Try it:
Set down every record below exactly as it stands, with the pictures omitted.

(Data records)
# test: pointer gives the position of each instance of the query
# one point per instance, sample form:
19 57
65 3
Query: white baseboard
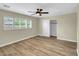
66 39
17 41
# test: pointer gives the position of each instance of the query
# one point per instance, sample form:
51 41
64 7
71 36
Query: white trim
66 39
17 41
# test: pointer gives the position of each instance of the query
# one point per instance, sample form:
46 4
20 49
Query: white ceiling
52 8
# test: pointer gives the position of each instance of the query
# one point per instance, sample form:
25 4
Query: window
17 23
29 24
8 23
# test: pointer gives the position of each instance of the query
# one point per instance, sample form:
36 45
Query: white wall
78 30
53 28
16 35
44 27
67 27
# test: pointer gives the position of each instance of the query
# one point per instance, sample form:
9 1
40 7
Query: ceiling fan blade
44 12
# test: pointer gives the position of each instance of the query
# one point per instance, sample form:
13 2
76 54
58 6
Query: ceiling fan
38 11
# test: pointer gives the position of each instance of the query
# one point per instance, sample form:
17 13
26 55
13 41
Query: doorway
53 28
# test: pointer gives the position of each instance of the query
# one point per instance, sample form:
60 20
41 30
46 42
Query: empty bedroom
39 29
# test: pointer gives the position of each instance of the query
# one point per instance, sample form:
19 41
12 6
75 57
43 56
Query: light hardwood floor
40 46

Task response:
# test: pointer gives the position of each instance of the query
# one point per instance, sample form:
19 57
65 3
Query: white baseboard
66 39
17 41
# test: pointer gives the position of each instance of the query
# one point per instance, sample form:
51 41
64 7
71 36
Query: white trim
66 39
17 41
# test: pointer gives the position of each instance of the query
# one point per instance, sample form:
46 4
20 49
Query: white ceiling
52 8
# test: pointer gives the position of each instance of the query
# one point per instance, sample form:
25 4
Query: window
17 23
29 24
8 23
# test: pointer gives the position of each instance of the query
# one point per instance, sample form:
36 45
Query: white wall
78 30
53 28
16 35
44 27
67 27
# test: pointer gives the position of each instance of the query
# one point per instance, sample form:
9 1
40 7
Query: ceiling fan blade
44 12
# test: pointer gives the position of each instance of the query
# one point per instance, sample form:
13 2
76 54
58 6
Query: ceiling fan
38 11
# test: pointer gives the position of each instance of the query
# one point per instance, sample form:
17 13
26 55
13 41
Query: doorway
53 28
# test: pointer gives the position of each instance of the query
# one point per instance, sample form:
60 20
41 30
46 42
Query: empty bedroom
39 29
# test: pointer gives the position of each instance of the query
# one point per instance, sample form:
19 41
12 6
75 57
43 56
Query: light hardwood floor
40 46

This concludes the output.